It hurt so badly physically the first time but on this 13th time it hurts emotionally. I am used to it. 😒John hears me cry and tries to get you off me but I fear he may suffer brain damage soon from the blows you rain on him. So I have learnt to only let out muffled cries and silently pray that mummy comes back soon. Such a shame if people knew what daddy does to me but then again...

NOBODY HAS TO KNOW!

It started as a side glance, followed by a smile and a light hug. You know those kind of hugs that say "We're family and I got you"? Soon you noticed how feminine I was becoming. If not my hips it was my calves and ankles. Shy me bushed it off because i was super conscious of these changes. Then it happened and it left me confused and angry and you gave me money and said...

NOBODY HAS TO KNOW!

Marriage is where prohibited sex happens but ours is more of marital rape to satisfy your ungodly desires.🤢🤮. You told your mum that I am a stubborn wife but does she really know the truth? I loathe whatever institution we are in and I would dance if you dropped dead today but out there I am smiling because...

NOBODY HAS TO KNOW!

Listed entries:
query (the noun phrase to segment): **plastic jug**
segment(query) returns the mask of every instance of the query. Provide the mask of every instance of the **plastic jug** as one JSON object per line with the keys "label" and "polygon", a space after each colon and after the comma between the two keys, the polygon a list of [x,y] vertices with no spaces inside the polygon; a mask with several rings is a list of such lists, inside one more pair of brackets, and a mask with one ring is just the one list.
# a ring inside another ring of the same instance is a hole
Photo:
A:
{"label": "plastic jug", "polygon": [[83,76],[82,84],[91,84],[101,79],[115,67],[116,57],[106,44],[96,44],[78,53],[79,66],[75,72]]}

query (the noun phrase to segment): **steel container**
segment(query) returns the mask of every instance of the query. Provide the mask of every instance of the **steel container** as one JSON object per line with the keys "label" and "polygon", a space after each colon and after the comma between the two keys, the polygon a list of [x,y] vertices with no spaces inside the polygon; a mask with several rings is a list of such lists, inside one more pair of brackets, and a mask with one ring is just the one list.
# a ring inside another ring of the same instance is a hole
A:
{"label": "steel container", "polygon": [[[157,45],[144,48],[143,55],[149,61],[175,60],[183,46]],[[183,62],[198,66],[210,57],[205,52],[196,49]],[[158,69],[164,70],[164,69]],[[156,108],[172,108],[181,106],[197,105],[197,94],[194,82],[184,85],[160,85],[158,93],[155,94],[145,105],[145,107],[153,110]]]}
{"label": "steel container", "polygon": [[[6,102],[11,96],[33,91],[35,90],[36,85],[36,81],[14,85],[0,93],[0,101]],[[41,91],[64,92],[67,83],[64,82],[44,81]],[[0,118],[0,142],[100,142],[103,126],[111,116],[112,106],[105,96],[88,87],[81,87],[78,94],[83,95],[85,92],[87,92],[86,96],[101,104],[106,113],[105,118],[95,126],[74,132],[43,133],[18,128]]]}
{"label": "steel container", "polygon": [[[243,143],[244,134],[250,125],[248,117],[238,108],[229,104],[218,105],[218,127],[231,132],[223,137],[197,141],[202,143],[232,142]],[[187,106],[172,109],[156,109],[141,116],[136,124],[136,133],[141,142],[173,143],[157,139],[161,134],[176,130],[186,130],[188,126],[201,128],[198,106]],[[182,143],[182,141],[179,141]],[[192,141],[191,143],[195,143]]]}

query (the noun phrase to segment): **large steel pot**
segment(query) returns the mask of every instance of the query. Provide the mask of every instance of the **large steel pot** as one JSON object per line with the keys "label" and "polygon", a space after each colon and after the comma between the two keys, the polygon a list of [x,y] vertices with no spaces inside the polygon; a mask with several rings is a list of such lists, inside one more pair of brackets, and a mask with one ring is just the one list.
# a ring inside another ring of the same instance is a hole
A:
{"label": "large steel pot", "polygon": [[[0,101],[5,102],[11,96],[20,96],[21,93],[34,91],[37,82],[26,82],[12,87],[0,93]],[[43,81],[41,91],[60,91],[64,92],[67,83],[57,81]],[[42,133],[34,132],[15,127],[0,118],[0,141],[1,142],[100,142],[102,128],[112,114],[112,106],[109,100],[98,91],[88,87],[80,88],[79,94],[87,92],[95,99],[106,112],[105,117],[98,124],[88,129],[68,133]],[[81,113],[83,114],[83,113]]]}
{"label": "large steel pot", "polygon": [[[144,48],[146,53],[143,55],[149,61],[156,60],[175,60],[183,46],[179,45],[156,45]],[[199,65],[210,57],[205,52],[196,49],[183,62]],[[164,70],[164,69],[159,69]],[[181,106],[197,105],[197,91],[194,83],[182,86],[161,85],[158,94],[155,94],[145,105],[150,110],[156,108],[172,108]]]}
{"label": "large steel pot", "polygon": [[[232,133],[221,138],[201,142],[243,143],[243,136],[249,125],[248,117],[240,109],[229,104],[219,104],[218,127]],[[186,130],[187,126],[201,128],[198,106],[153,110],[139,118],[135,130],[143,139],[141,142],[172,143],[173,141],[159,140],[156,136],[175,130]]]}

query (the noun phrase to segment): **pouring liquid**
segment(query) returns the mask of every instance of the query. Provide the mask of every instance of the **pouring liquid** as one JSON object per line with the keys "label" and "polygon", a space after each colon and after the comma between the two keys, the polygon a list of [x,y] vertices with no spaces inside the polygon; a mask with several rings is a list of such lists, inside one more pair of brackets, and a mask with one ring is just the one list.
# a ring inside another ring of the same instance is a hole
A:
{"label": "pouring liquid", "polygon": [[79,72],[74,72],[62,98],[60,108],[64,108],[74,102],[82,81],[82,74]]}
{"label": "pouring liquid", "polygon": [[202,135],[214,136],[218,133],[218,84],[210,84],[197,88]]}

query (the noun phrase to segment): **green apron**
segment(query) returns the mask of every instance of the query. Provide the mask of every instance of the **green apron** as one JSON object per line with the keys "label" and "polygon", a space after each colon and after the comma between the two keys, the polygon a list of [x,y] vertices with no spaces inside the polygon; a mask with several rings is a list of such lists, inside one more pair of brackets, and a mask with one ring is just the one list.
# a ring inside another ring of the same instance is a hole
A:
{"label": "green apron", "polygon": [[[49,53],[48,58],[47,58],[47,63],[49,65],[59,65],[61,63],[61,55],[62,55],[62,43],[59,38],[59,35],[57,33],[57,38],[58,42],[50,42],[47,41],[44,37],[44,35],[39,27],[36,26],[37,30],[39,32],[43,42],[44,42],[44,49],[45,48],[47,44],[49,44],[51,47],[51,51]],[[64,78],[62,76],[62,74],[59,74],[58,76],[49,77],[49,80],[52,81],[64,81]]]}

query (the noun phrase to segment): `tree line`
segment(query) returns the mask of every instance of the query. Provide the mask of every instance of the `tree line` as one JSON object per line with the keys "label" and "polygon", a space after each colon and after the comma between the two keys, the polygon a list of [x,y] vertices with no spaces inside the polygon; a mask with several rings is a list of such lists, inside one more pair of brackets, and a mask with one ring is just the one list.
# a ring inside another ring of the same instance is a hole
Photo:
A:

Task requirements:
**a)** Repeat word for word the passage of the piece about hidden abuse that opens with the words containing "It started as" and closes with "am smiling because...".
**b)** Carry on the piece about hidden abuse from its final line.

Task-by-task results:
**a)**
It started as a side glance, followed by a smile and a light hug. You know those kind of hugs that say "We're family and I got you"? Soon you noticed how feminine I was becoming. If not my hips it was my calves and ankles. Shy me bushed it off because i was super conscious of these changes. Then it happened and it left me confused and angry and you gave me money and said...

NOBODY HAS TO KNOW!

Marriage is where prohibited sex happens but ours is more of marital rape to satisfy your ungodly desires.🤢🤮. You told your mum that I am a stubborn wife but does she really know the truth? I loathe whatever institution we are in and I would dance if you dropped dead today but out there I am smiling because...

**b)**
I am bitter! I am angry! I am sad! I keep my mouth shut because nobody has to know but in reality everyone needs to know. My intense emotions are classified as childish. My social life is dead, everyone is a suspect. I feel on guard every single minute. My relationships fail because I am always the 'yes man' who expects the worst.

Sexual offences are, in my opinion, the biggest of evils. The kind of damage they cause even a decade later after they happened is unsurmountable. Easy for you to tell a victim to be strong but strength is just but a word. Easy for you to judge. Easy for you to say "Hiyo tu!" "Ni hizo nguo zake fupi." "Na vile wengi wanatamani bwana kama wake"

"We are not crazy. We are not unstable. We were abused. We are survivors!"